**Given instruction**: Copy out all of the data below with no alterations.

Stored items
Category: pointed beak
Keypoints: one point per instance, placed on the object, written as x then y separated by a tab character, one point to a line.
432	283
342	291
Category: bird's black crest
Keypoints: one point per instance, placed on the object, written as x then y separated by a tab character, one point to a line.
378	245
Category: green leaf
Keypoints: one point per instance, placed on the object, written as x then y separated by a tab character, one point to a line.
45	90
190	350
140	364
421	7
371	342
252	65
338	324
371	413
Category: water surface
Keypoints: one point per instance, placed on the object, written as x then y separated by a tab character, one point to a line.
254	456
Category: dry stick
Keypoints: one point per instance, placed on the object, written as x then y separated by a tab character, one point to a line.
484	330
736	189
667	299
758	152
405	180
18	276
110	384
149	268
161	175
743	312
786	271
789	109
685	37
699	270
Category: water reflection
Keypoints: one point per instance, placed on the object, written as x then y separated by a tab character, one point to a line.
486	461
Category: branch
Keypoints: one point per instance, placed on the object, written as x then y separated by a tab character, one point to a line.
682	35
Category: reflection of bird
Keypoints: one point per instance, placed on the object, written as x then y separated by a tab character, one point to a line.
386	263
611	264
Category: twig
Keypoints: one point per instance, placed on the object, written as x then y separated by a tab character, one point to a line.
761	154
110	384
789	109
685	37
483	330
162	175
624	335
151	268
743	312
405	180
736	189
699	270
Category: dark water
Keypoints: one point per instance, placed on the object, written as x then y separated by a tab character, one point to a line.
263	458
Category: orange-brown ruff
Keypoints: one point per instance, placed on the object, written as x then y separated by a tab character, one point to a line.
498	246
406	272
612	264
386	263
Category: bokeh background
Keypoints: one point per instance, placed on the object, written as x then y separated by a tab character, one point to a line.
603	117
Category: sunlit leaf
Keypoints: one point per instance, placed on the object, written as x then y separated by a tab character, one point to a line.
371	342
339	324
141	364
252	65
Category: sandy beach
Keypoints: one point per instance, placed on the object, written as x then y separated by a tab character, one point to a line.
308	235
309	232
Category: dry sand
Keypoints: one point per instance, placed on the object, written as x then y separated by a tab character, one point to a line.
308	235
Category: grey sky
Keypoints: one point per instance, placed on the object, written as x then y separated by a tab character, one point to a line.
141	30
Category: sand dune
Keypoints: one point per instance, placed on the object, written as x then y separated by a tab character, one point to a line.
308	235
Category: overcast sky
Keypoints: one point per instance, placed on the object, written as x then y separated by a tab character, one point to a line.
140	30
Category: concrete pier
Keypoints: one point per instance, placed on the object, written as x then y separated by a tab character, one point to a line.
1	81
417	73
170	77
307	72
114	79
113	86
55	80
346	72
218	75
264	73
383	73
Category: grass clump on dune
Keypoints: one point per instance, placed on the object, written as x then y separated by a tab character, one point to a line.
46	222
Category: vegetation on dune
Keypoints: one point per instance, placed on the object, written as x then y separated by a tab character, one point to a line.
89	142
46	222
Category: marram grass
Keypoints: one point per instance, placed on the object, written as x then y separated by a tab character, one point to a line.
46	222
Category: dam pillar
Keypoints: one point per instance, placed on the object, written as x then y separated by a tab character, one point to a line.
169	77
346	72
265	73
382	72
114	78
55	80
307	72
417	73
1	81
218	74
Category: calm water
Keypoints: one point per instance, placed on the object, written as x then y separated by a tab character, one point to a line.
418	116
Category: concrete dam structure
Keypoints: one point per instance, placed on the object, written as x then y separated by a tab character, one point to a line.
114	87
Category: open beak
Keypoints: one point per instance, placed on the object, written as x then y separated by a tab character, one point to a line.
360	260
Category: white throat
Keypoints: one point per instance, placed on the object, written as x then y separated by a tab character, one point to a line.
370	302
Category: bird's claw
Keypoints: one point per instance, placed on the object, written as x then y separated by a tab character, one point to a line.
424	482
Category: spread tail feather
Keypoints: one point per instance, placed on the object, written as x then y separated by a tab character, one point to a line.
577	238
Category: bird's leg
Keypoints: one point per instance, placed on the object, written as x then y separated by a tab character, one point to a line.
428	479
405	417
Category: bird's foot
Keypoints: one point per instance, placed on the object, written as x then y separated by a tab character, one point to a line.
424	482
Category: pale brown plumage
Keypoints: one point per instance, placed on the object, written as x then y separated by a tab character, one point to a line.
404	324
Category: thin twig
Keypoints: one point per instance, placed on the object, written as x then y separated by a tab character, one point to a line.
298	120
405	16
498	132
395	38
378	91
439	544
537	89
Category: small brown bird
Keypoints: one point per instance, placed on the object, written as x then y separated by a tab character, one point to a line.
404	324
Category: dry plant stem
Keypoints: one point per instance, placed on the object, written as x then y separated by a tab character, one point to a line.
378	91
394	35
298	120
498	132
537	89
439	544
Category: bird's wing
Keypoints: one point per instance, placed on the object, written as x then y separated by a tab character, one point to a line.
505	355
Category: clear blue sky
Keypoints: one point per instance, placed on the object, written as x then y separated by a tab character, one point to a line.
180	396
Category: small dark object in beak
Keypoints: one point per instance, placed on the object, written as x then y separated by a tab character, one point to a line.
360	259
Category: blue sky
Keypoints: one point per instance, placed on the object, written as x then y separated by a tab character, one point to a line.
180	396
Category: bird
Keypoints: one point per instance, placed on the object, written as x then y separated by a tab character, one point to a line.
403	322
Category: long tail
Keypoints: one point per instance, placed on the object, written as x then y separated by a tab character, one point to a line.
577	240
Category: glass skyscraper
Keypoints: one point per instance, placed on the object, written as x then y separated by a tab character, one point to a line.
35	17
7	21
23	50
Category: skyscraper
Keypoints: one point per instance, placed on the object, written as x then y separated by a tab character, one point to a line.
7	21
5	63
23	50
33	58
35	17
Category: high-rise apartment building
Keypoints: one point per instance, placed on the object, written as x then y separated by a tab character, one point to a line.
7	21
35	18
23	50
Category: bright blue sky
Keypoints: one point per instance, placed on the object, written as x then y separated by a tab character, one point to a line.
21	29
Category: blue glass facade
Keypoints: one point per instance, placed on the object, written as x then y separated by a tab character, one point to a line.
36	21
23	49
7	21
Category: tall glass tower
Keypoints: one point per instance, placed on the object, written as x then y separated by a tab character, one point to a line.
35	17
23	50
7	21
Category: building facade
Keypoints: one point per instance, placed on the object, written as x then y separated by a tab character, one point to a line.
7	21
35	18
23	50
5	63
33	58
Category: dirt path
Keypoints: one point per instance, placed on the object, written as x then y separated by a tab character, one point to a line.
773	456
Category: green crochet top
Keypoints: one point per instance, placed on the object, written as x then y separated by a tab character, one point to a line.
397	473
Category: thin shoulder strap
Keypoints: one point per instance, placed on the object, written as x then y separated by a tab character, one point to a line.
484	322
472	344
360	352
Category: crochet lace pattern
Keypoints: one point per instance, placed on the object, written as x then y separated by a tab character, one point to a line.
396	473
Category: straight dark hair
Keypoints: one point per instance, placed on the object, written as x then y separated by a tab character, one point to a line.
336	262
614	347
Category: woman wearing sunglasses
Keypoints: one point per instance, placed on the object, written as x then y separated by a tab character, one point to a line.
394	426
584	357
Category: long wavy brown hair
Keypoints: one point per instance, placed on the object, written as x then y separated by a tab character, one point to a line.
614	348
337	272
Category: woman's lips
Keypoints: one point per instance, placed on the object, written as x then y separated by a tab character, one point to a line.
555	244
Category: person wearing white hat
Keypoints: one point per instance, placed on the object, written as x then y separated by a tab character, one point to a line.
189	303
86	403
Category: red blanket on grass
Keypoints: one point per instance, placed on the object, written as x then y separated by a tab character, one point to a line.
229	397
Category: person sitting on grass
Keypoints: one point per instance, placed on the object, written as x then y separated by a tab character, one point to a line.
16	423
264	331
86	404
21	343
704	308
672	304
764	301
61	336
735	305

**Answer to the task**:
Category: pointed beak
Keypoints: one point per instance, placed on the object, written as x then y separated by a tab character, one point to a line.
432	283
342	291
Category: bird's black crest
Keypoints: one point per instance, placed on the object, written as x then y separated by a tab character, one point to a line.
378	245
Category: green leaf
Keypoints: one point per instance, placed on the object, written as x then y separated by a tab character, one point to a line.
45	90
190	350
140	364
421	7
371	342
252	65
338	324
371	413
Category: water surface
Keypoints: one point per instance, placed on the object, written as x then y separated by a tab character, one point to a line.
254	456
Category: dry stick
Keypoints: one point per instance, placed on the object, written as x then y separated by a tab character, one point to a line.
484	330
736	189
667	299
758	152
405	180
18	276
110	384
149	268
161	175
743	312
786	271
789	109
685	37
699	270
Category: water reflection
Keypoints: one point per instance, placed on the object, written as x then y separated by a tab character, one point to a line.
486	461
Category: branch
Keypoints: one point per instance, placed on the object, written as x then y separated by a tab character, one point to a line.
682	35
Category: reflection of bird
Keypoints: one point per instance, placed on the object, written as x then y separated by a tab character, one point to a line.
386	263
611	264
Category: twig
Keypoints: one point per instance, placed on the object, written as x then y separated by a tab character, one point to a line.
761	154
110	384
789	109
685	37
483	330
162	175
624	335
151	268
743	312
405	180
736	189
699	270
Category: dark water
Keypoints: one point per instance, placed on the object, written as x then y separated by a tab character, one point to a line.
263	458
Category: orange-brown ruff
Keypoints: one point per instance, placed on the object, written as x then y separated by a tab character, one point to a line.
498	246
406	272
612	264
386	263
Category: bokeh background
Keypoints: one point per instance, placed on the object, written as x then y separated by a tab character, one point to a line.
603	117
Category: sunlit leaf
Keypoints: one point per instance, placed on the object, written as x then y separated by a tab character, one point to a line.
371	342
339	324
141	364
252	65
Category: sandy beach
Keypoints: one point per instance, placed on the object, written as x then y separated by a tab character, one point to a line.
308	235
309	232
Category: dry sand
Keypoints: one point per instance, placed on the object, written as x then y separated by a tab character, one point to a line.
308	235
Category: grey sky
Keypoints: one point per instance, placed on the object, written as x then y separated by a tab character, one point to a line.
141	30
Category: sand dune
Keypoints: one point per instance, placed on the object, written as x then y separated by a tab character, one point to a line.
308	235
Category: overcast sky
Keypoints: one point per instance, placed on the object, written as x then y separated by a tab character, one point to a line.
140	30
Category: concrete pier
Keypoints: one point per instance, placed on the object, written as x then y separated by a tab character, one point to a line.
1	81
417	73
170	77
307	72
114	79
113	86
55	80
346	72
218	75
264	73
383	73
Category: grass clump on dune
Keypoints: one point per instance, placed on the object, written as x then y separated by a tab character, one point to a line.
46	222
Category: vegetation on dune
Keypoints: one point per instance, placed on the object, written as x then y separated by a tab character, one point to a line.
89	142
46	222
Category: marram grass
Keypoints: one point per instance, placed on the object, written as x then y separated by a tab character, one point to a line.
46	222
Category: dam pillar
Keypoints: one point per instance, placed on the object, written as x then y separated by a tab character, one point to a line.
169	77
346	72
265	73
382	72
114	78
55	80
307	72
417	73
1	81
218	74
Category: calm water
Keypoints: one point per instance, placed on the object, written as x then y separated by a tab character, one point to a line.
418	116
Category: concrete dam structure
Keypoints: one point per instance, placed on the object, written as x then y separated by a tab character, one point to a line.
114	87
Category: open beak
Keypoints: one point per instance, placed on the object, written as x then y separated by a tab character, one point to a line.
360	260
Category: white throat
Keypoints: one point per instance, placed on the object, written as x then y separated by a tab character, one point to a line.
370	302
Category: bird's claw
Keypoints: one point per instance, placed on the object, written as x then y separated by a tab character, one point to a line.
424	482
Category: spread tail feather
Keypoints: one point per instance, placed on the object, written as x then y separated by a tab character, one point to a line.
577	238
Category: bird's leg
Keypoints: one point per instance, placed on the object, written as x then y separated by a tab character, one point to a line.
428	479
405	417
Category: bird's foot
Keypoints: one point per instance, placed on the object, written as x then y separated by a tab character, one point to a line.
424	482
Category: pale brown plumage
Keypoints: one point per instance, placed on the object, written as x then y separated by a tab character, one point to a line.
404	324
Category: thin twig
Keypoints: one point per instance, placed on the object, written as x then y separated by a tab character, one point to a line.
298	120
405	16
498	132
395	38
378	91
439	544
537	89
Category: small brown bird
Keypoints: one point per instance, placed on the object, written as x then y separated by a tab character, one point to a line.
404	324
Category: dry plant stem
Keypoints: one point per instance, placed on the object, written as x then y separated by a tab character, one point to a line.
378	91
394	35
298	120
498	132
537	89
439	544
Category: bird's wing
Keypoints: one point per instance, placed on the object, written as x then y separated by a tab character, one point to a line.
505	355
Category: clear blue sky
Keypoints: one point per instance, placed on the object, written as x then y separated by a tab character, one point to a line.
180	396
Category: small dark object in beak
Keypoints: one point per instance, placed on the object, written as x then y separated by a tab character, one point to a line.
360	259
Category: blue sky
Keypoints: one point per instance, placed on the object, written as x then y separated by a tab character, one point to a line.
180	396
Category: bird
Keypoints: one point per instance, placed on the object, written as x then y separated by a tab character, one point to a line.
403	322
Category: long tail
Keypoints: one point per instance, placed on the object, written as x then y separated by a tab character, one point to a line.
577	240
Category: glass skyscraper
Keypoints: one point per instance, placed on the object, written as x then y separated by a tab character, one point to a line.
35	17
7	21
23	50
Category: skyscraper
Keypoints: one point per instance, placed on the object, written as x then y separated by a tab character, one point to a line.
7	21
5	63
23	50
33	58
35	17
Category: high-rise apartment building
Keypoints: one point per instance, placed on the object, written as x then y separated by a tab character, one point to a line.
7	21
35	18
23	50
Category: bright blue sky
Keypoints: one point per instance, placed on the object, written as x then y separated by a tab character, one point to a line.
21	29
Category: blue glass facade
Keypoints: one point per instance, placed on the object, written as x then y separated by a tab character, one point to a line.
36	21
23	49
7	21
Category: tall glass tower
Keypoints: one point per instance, placed on the object, written as x then y separated by a tab character, one point to a line.
35	17
23	50
7	21
Category: building facade
Keypoints: one point per instance, placed on the object, written as x then y separated by a tab character, one point to a line.
7	21
35	18
23	50
5	63
33	58
Category: dirt path
Keypoints: one point per instance, placed on the object, written as x then y separated by a tab character, one point to a line.
773	456
Category: green crochet top
Keypoints: one point per instance, placed on the object, written as x then y separated by a tab character, one point to a line.
397	473
Category: thin shoulder strap
Keypoints: one point per instance, placed on the object, written as x then y separated by a tab character, one point to a line.
484	322
472	344
360	352
Category: crochet lace pattern
Keypoints: one point per instance, placed on the object, written as x then y separated by a tab character, one point to a line.
396	473
Category: straight dark hair
Keypoints: one point per instance, placed on the object, written as x then y separated by a tab character, one point to a line.
336	262
614	347
Category: woman wearing sunglasses
Keypoints: one point per instance, placed on the object, written as x then y separated by a tab character, one point to a line.
394	426
584	357
Category: long wavy brown hair
Keypoints: one point per instance, placed on the object, written as x then y separated by a tab character, one point to a line.
614	348
337	272
Category: woman's lips
Keypoints: one point per instance, placed on the object, written as x then y separated by a tab character, one point to a line.
555	244
Category: person wearing white hat
Keypoints: one point per instance, placed on the object, written as x then y separated by a tab character, one point to a line.
189	303
86	403
Category: red blanket on grass
Keypoints: one point per instance, placed on the object, written as x then y separated by a tab character, one point to a line.
229	397
Category: person sitting on grass
Keypoints: one point per instance, placed on the object, written as x then y separated by a tab character, one point to a line.
16	423
264	331
86	404
21	343
704	308
672	304
764	301
61	336
735	305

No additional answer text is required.